[Collected data]
/---
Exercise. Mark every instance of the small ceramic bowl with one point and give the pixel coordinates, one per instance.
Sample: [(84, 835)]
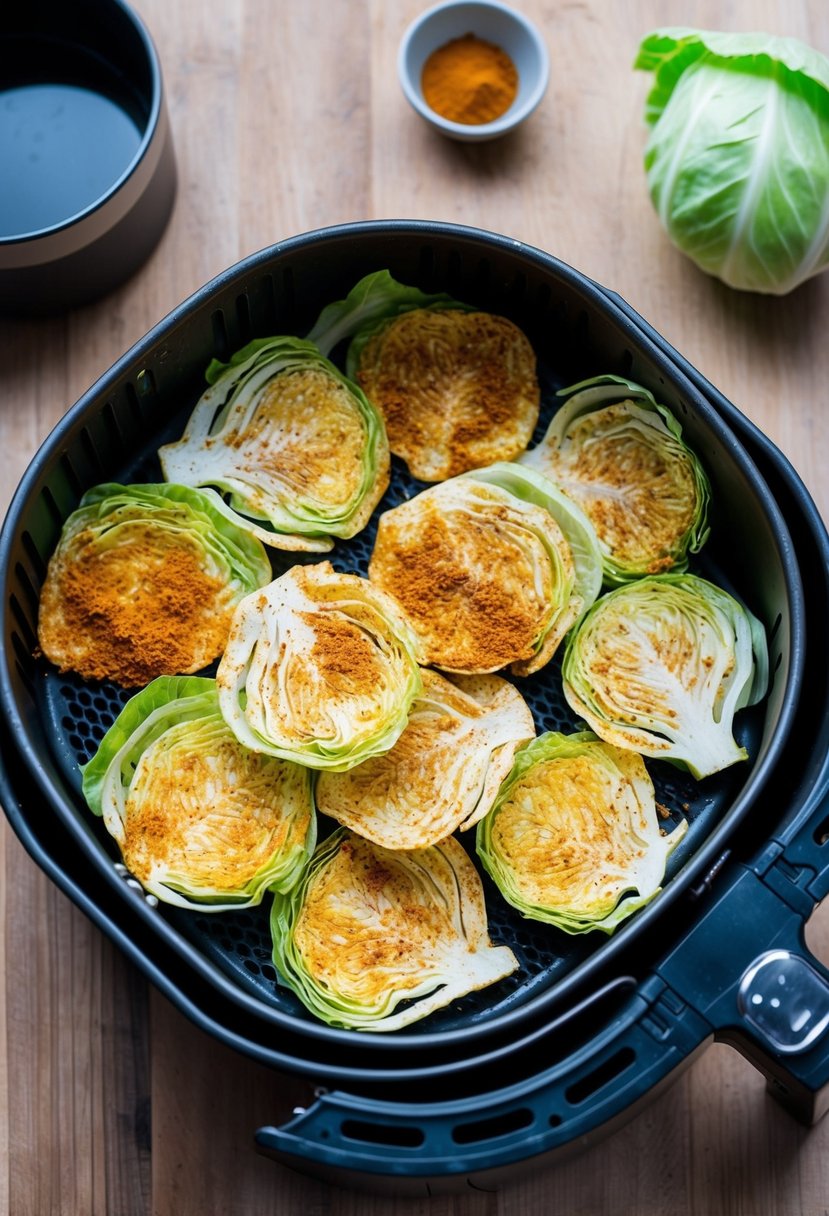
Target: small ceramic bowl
[(494, 23)]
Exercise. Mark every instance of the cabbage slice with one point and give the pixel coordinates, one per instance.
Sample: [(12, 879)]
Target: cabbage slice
[(201, 821), (298, 449), (319, 668), (444, 771), (661, 665), (370, 928), (127, 562), (574, 838), (738, 153), (490, 568), (620, 455), (457, 387)]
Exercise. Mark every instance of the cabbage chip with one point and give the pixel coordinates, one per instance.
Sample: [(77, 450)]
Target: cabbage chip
[(297, 448), (620, 455), (574, 838), (444, 771), (661, 665), (201, 821), (490, 568), (128, 561), (319, 668), (457, 387), (370, 929), (738, 153)]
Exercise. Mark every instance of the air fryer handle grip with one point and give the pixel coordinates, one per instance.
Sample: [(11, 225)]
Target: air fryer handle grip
[(746, 969), (344, 1136)]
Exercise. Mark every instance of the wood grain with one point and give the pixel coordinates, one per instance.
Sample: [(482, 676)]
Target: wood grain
[(287, 118)]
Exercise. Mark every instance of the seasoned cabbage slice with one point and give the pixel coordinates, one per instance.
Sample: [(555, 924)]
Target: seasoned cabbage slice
[(144, 583), (297, 446), (620, 455), (368, 928), (319, 668), (457, 387), (443, 772), (574, 837), (199, 820), (663, 664), (490, 568)]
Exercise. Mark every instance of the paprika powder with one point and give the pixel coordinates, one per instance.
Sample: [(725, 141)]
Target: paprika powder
[(469, 80)]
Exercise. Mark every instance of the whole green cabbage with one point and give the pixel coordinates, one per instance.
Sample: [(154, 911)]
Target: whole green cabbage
[(738, 153)]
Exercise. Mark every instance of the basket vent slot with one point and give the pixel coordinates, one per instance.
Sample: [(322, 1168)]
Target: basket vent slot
[(73, 480), (145, 383), (427, 262), (220, 339), (243, 319), (586, 1086), (491, 1129), (23, 640), (24, 615), (33, 553)]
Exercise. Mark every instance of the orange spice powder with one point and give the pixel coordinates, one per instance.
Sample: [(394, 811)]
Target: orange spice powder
[(469, 80)]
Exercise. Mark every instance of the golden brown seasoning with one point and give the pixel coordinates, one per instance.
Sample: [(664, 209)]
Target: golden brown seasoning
[(133, 612), (469, 80), (457, 390), (343, 654), (215, 817), (308, 434), (467, 614)]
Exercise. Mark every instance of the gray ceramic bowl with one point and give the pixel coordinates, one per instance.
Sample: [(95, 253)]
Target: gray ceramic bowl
[(495, 23), (88, 168)]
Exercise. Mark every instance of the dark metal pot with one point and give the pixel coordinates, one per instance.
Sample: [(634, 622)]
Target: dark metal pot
[(586, 1029), (89, 170)]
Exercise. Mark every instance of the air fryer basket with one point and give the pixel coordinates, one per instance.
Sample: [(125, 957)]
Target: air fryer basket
[(218, 967)]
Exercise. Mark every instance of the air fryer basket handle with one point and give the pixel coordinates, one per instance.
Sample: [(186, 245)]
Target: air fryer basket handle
[(746, 969), (473, 1137)]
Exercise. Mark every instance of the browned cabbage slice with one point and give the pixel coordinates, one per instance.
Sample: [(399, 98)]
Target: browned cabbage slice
[(490, 568), (457, 389), (443, 772), (368, 930)]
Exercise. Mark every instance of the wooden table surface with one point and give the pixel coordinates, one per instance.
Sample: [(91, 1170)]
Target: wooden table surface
[(288, 117)]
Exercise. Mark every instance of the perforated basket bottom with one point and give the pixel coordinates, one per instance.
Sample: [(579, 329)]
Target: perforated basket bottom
[(238, 943)]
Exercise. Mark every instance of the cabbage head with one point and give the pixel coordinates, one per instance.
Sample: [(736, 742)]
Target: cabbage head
[(738, 153), (574, 838), (201, 821), (376, 939), (661, 665)]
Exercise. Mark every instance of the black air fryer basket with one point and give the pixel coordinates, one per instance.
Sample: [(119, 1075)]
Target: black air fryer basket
[(586, 1029)]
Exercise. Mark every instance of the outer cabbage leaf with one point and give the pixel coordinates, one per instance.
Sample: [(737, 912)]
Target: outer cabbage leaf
[(663, 664), (738, 153), (573, 838), (201, 821), (297, 446), (457, 387), (319, 668), (620, 455), (444, 771), (486, 578), (374, 300), (370, 928), (120, 568)]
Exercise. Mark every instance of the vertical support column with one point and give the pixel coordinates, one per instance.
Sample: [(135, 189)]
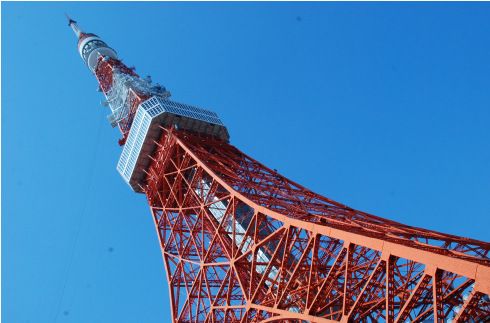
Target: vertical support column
[(390, 289), (438, 296), (348, 278)]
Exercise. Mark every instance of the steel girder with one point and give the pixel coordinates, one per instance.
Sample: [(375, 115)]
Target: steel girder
[(241, 243)]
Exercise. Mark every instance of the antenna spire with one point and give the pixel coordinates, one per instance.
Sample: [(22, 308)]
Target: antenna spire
[(73, 24)]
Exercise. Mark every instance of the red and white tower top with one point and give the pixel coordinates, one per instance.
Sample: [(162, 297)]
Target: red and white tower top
[(90, 45)]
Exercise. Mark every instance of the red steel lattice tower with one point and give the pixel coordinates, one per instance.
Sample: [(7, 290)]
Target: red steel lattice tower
[(241, 243)]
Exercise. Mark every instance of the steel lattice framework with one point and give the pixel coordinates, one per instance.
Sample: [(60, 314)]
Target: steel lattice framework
[(241, 243)]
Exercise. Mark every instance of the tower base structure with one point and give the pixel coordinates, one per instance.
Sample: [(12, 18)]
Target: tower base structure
[(241, 243)]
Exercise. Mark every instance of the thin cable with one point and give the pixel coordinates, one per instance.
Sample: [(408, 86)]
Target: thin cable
[(81, 217)]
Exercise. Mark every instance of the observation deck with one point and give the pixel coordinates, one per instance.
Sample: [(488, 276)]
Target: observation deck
[(145, 130)]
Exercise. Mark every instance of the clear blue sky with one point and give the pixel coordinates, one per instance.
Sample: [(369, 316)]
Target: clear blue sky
[(384, 107)]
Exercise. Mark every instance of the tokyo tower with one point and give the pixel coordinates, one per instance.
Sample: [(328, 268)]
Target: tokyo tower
[(242, 243)]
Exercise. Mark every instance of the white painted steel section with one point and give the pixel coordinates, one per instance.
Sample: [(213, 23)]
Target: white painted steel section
[(145, 130)]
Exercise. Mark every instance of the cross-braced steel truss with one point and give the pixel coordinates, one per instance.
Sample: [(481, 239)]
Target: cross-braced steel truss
[(241, 243)]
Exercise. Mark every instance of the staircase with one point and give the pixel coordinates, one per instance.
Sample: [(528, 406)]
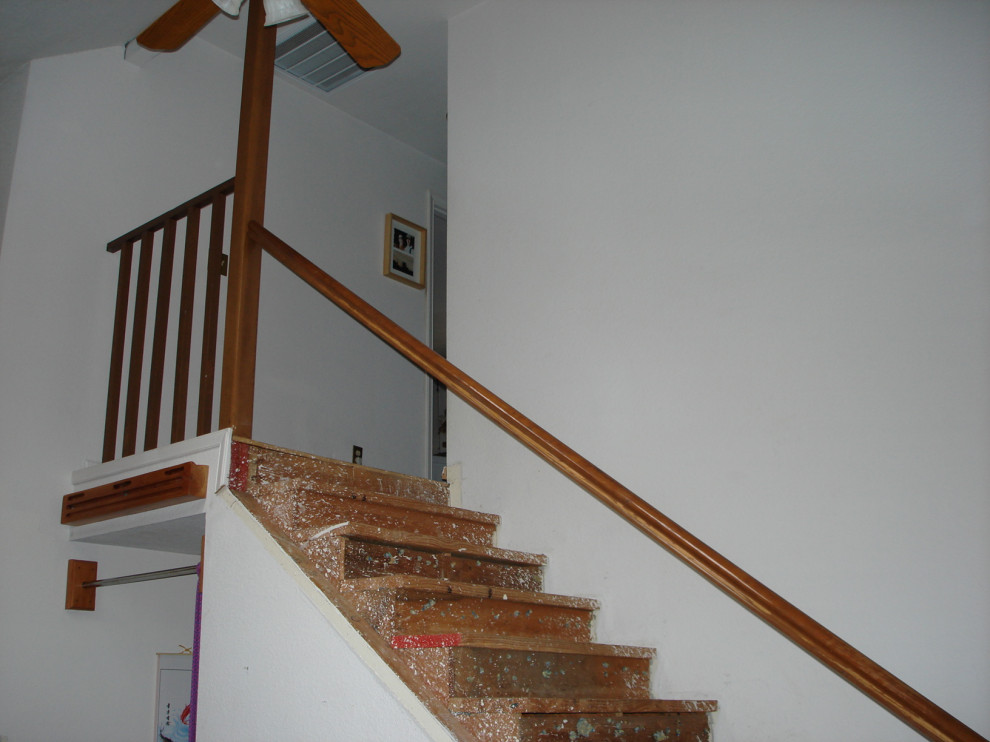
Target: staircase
[(465, 623)]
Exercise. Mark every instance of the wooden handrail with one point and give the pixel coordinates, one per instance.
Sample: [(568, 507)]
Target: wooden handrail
[(896, 696)]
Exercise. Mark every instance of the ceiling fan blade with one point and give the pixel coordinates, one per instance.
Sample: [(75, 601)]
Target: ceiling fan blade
[(356, 31), (177, 25)]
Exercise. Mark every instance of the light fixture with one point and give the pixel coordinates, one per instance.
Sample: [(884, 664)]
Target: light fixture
[(276, 11)]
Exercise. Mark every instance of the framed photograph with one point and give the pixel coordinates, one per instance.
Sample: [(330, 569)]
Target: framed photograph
[(405, 251)]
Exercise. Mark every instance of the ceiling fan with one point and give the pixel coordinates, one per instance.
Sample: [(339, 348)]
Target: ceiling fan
[(346, 20)]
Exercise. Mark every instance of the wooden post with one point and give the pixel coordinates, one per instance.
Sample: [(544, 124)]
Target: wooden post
[(241, 331)]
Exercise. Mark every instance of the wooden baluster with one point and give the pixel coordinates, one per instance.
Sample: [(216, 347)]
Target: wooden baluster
[(211, 317), (157, 371), (117, 348), (138, 329), (180, 394)]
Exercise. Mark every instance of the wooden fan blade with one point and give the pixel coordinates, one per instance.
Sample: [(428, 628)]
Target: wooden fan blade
[(356, 31), (177, 25)]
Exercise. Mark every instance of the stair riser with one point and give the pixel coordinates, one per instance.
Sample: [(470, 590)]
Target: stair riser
[(368, 559), (313, 511), (491, 616), (627, 727), (479, 672), (271, 468)]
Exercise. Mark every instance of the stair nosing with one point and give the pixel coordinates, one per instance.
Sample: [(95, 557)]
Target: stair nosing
[(553, 646), (401, 503), (418, 583), (554, 705), (436, 544)]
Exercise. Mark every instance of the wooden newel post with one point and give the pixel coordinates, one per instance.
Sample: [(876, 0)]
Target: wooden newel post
[(241, 330)]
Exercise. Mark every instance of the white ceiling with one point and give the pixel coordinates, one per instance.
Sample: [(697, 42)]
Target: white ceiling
[(407, 100)]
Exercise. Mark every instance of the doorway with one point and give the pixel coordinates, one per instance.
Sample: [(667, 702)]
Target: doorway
[(438, 335)]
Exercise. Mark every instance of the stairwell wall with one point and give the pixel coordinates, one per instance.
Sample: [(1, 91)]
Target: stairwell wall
[(736, 253), (103, 147)]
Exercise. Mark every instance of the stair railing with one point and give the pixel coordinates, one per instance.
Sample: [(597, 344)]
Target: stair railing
[(900, 699), (157, 238)]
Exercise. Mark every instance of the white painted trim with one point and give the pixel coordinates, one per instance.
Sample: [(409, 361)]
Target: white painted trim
[(212, 449), (173, 528), (423, 716)]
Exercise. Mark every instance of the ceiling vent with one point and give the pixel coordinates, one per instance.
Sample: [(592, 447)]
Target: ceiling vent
[(313, 56)]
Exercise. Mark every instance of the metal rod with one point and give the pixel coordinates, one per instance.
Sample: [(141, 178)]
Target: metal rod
[(160, 575)]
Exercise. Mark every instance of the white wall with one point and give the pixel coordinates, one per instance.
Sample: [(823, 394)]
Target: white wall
[(271, 668), (104, 146), (325, 383), (736, 252), (13, 85)]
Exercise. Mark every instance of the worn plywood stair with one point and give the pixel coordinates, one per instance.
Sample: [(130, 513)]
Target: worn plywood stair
[(463, 622)]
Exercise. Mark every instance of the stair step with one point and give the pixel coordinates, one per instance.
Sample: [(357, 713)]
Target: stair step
[(354, 550), (255, 465), (598, 720), (479, 665), (312, 510), (409, 604), (532, 705)]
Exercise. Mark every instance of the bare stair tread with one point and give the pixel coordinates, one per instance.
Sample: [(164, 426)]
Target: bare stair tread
[(400, 539), (522, 644), (415, 585), (401, 503), (524, 705), (261, 464)]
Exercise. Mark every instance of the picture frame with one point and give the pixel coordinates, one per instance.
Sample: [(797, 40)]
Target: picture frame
[(405, 251)]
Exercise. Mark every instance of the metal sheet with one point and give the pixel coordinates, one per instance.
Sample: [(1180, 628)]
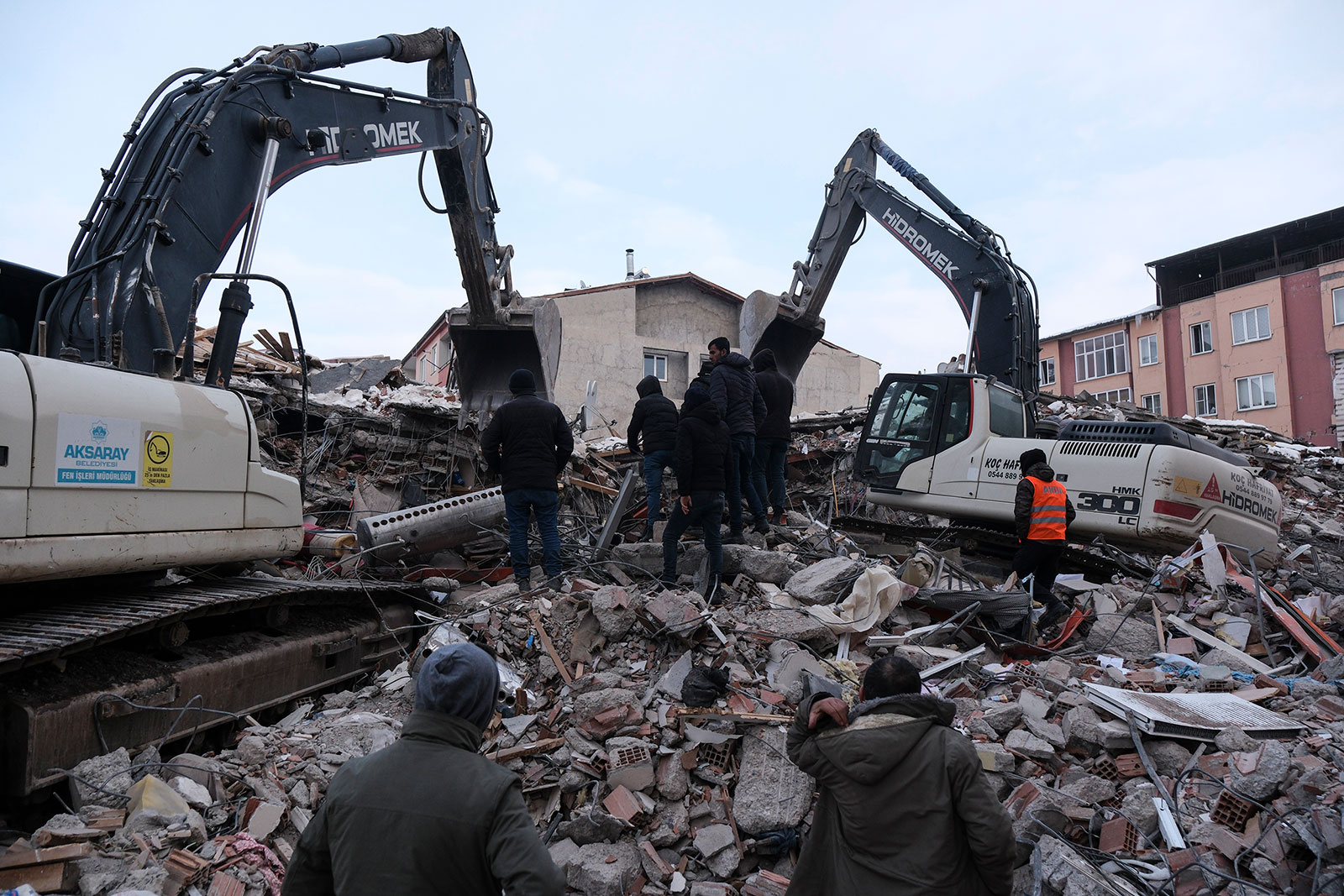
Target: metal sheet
[(1193, 716)]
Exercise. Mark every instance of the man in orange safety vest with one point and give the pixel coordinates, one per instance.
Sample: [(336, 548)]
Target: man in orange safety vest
[(1042, 512)]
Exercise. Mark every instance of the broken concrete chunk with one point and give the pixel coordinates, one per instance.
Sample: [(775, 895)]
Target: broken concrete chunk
[(824, 582), (772, 792)]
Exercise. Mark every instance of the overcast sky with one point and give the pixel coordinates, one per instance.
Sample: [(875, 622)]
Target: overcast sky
[(702, 134)]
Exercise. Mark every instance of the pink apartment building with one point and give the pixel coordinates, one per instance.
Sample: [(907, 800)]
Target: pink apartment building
[(1249, 328)]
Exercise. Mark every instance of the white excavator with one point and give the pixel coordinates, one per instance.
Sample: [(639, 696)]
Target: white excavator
[(948, 443), (113, 458)]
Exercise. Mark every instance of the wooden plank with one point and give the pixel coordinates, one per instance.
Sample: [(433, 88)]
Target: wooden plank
[(550, 647), (528, 750), (593, 486), (20, 857), (1218, 644)]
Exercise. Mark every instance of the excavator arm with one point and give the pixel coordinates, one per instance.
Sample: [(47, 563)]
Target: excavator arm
[(968, 258), (202, 157)]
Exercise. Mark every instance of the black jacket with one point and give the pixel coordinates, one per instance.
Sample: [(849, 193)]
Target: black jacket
[(528, 443), (905, 806), (655, 417), (702, 450), (734, 391), (1026, 497), (777, 392), (423, 815)]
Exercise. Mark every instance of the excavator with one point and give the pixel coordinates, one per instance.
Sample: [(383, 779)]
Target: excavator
[(112, 458), (948, 443), (116, 459)]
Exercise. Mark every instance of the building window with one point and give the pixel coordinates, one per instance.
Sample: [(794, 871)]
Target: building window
[(656, 365), (1206, 403), (1115, 396), (1101, 356), (1254, 392), (1148, 349), (1200, 338), (1250, 325), (1047, 371)]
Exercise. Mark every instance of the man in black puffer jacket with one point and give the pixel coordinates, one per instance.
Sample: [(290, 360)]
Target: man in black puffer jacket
[(528, 443), (702, 454), (736, 394), (772, 448), (655, 417)]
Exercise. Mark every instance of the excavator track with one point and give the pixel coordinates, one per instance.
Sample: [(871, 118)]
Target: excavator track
[(140, 665), (71, 626), (994, 542)]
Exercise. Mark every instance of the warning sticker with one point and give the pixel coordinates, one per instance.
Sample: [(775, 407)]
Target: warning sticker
[(1187, 485), (158, 459), (96, 450), (1211, 490)]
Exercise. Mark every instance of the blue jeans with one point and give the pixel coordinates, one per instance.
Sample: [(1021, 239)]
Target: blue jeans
[(739, 481), (768, 466), (706, 512), (519, 506), (654, 464)]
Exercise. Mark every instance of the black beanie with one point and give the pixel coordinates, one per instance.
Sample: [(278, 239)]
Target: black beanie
[(522, 380), (460, 680), (1030, 458)]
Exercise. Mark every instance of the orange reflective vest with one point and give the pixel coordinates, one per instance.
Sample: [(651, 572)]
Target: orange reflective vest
[(1047, 511)]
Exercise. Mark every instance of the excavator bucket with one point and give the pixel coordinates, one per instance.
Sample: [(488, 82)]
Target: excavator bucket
[(768, 322), (488, 352)]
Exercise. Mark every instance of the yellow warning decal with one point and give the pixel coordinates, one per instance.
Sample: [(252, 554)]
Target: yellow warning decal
[(158, 459)]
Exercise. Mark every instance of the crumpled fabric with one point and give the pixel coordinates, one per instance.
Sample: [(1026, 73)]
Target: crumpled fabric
[(703, 685), (261, 859), (875, 594)]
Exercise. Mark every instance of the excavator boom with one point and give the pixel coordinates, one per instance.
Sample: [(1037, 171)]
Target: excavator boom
[(202, 157)]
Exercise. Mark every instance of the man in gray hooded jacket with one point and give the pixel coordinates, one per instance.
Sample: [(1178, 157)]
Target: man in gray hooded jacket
[(905, 806), (428, 815)]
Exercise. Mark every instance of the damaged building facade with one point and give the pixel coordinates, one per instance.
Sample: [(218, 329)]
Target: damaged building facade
[(1247, 328), (618, 333)]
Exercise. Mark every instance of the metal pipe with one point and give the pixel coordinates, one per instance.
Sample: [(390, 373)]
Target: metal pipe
[(974, 322), (268, 168)]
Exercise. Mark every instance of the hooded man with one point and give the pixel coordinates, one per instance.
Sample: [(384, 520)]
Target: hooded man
[(528, 443), (905, 806), (1042, 512), (428, 813), (655, 417), (702, 454), (772, 443), (734, 391)]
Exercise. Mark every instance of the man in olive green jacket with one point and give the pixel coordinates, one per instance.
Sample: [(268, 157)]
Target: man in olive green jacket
[(428, 815), (905, 806)]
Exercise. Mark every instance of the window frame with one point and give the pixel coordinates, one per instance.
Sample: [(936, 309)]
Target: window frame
[(1207, 338), (1095, 349), (1273, 391), (1210, 399), (1268, 332), (1042, 364), (1152, 340), (656, 358)]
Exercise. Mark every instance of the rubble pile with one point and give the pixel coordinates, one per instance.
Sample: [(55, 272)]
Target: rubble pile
[(1167, 741)]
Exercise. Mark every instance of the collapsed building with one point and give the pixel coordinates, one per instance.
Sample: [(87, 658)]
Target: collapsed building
[(1180, 735)]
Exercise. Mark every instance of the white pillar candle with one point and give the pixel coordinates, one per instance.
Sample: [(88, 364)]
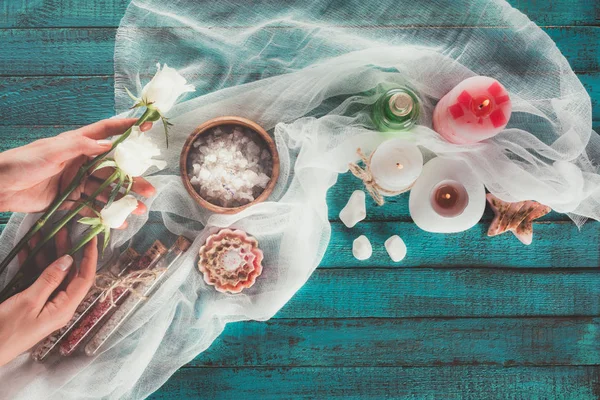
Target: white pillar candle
[(396, 164), (448, 197)]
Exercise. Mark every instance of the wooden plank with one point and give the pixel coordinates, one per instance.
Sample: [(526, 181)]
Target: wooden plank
[(406, 342), (555, 245), (89, 51), (457, 292), (99, 13), (465, 382), (67, 100), (356, 290)]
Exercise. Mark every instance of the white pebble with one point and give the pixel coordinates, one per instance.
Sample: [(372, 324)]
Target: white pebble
[(361, 248), (396, 248), (355, 210)]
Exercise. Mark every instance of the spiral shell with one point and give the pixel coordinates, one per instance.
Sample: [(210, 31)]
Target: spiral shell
[(230, 260)]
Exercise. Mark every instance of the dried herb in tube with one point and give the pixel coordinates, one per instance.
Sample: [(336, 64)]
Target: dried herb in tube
[(132, 303), (102, 309), (45, 347)]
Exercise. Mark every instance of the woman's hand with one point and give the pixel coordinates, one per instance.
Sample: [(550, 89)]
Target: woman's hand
[(29, 316), (33, 175)]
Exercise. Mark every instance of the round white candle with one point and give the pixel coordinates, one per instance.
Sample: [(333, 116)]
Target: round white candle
[(396, 164), (453, 177), (476, 109), (449, 198)]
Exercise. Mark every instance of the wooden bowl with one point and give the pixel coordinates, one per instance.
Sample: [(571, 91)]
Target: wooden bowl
[(208, 125)]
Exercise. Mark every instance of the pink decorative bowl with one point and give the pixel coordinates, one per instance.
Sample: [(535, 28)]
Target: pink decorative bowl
[(230, 260)]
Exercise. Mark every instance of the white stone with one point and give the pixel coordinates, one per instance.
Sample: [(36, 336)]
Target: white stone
[(361, 248), (396, 248), (355, 210)]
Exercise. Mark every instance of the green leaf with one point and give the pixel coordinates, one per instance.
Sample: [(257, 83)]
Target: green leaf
[(106, 239), (105, 164), (166, 125), (90, 221), (129, 185), (137, 105)]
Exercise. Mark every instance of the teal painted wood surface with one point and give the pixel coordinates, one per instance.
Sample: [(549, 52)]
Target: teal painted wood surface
[(464, 316), (415, 383)]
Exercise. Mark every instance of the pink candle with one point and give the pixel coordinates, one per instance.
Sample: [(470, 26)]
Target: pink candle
[(476, 109)]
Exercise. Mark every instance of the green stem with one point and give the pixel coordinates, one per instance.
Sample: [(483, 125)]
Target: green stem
[(149, 115), (95, 231), (27, 274), (64, 220)]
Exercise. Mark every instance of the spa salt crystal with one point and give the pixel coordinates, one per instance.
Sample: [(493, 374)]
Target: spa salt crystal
[(230, 166)]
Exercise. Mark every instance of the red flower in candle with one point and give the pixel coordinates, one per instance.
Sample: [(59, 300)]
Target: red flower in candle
[(477, 109)]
\---
TASK TO CARRY OUT – Rescale the records starting at the line that contains "Exercise. Mark every instance of the white stone" and ending at the line that contains "[(464, 316), (415, 383)]", giving all of those lines again. Multiply every coordinate in the answers by 0.5 and round to whole numbers, with halves rounded up, while leaving all other numbers and lines unchanged.

SOLUTION TO THIS EXERCISE –
Exercise. Mark every instance of the white stone with one point and give the pixel coordinates, one per instance.
Sample: [(36, 336)]
Target: white stone
[(181, 124), (198, 124), (178, 105)]
Exercise. Mark every instance of the green leaf with one point and give the pixel coordinates, one per instance.
Sample: [(257, 83)]
Target: green leaf
[(53, 120), (53, 82), (83, 63), (45, 111), (65, 93), (69, 53)]
Exercise. Mark every instance of the teal painted wood surface with one point and give the pixel coordinates, one per instance.
Sample: [(549, 52)]
Target: teal painted wood surface
[(232, 158), (208, 192)]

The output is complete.